#### Task details
Reproduce every one of the records below line for line, leaving out the pictures.

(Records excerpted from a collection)
____

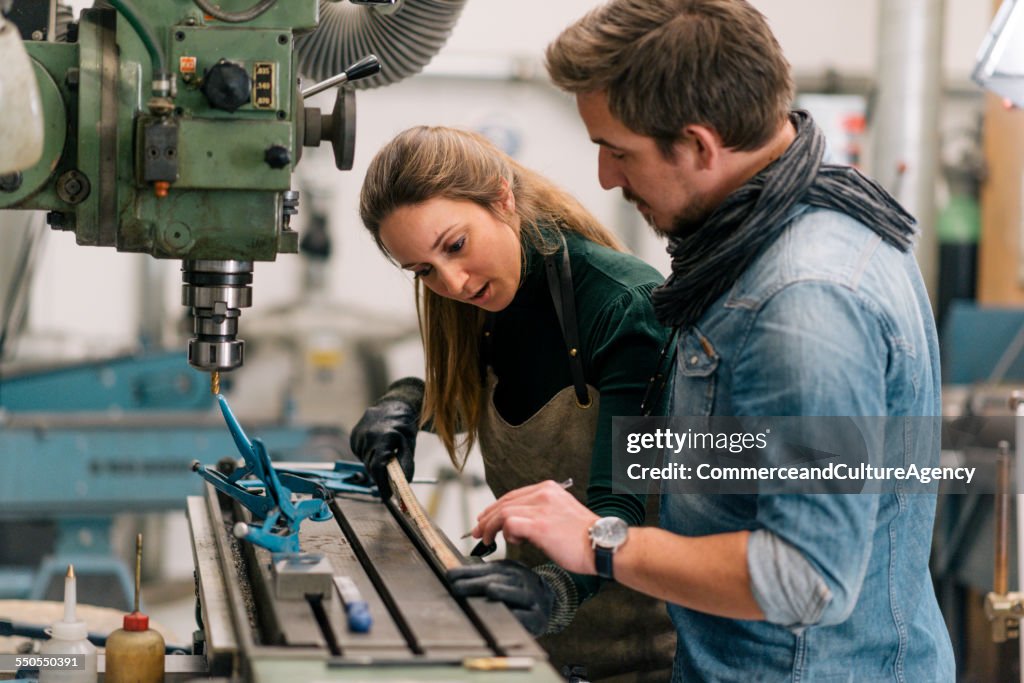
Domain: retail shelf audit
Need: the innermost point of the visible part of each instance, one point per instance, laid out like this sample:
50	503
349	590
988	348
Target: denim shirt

____

#### Response to this task
Domain: retail shelf audit
Need: the innermost point of the visible part of each instance, one point per instance, laid out like this sample:
50	503
349	590
988	348
Target: denim shirt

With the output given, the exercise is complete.